Restate the whole of the data below word for word, skipping the images.

___ Provided data ___

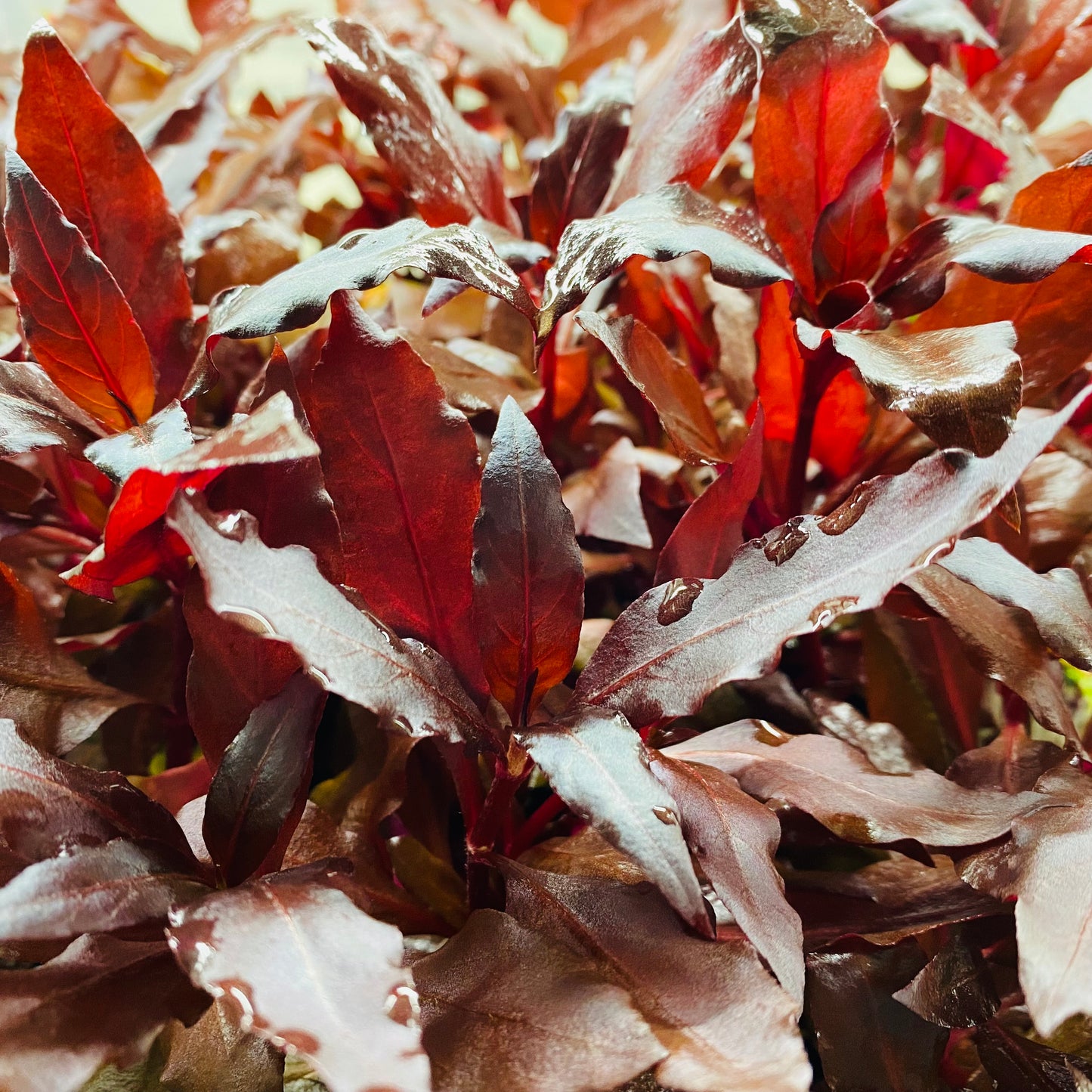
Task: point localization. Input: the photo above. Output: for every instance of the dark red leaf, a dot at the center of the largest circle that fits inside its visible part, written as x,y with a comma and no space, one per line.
821,135
667,223
574,174
102,1001
42,688
73,312
722,1017
664,380
262,778
96,889
95,169
283,595
451,172
711,529
734,840
839,787
599,766
694,116
401,466
529,578
507,1007
306,969
659,660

___

### [Exercise result]
Task: point localization. Input: the photo above. Output: for every instance of the dark red leaf, a dot at the center of the largest circle that fits inside its visible part, written as x,y with a comma and no space, one per line.
821,135
667,223
574,174
102,1001
42,688
73,312
722,1017
664,380
262,778
96,889
95,169
283,595
451,172
711,529
734,840
839,787
599,766
694,116
401,466
529,578
507,1007
306,969
659,660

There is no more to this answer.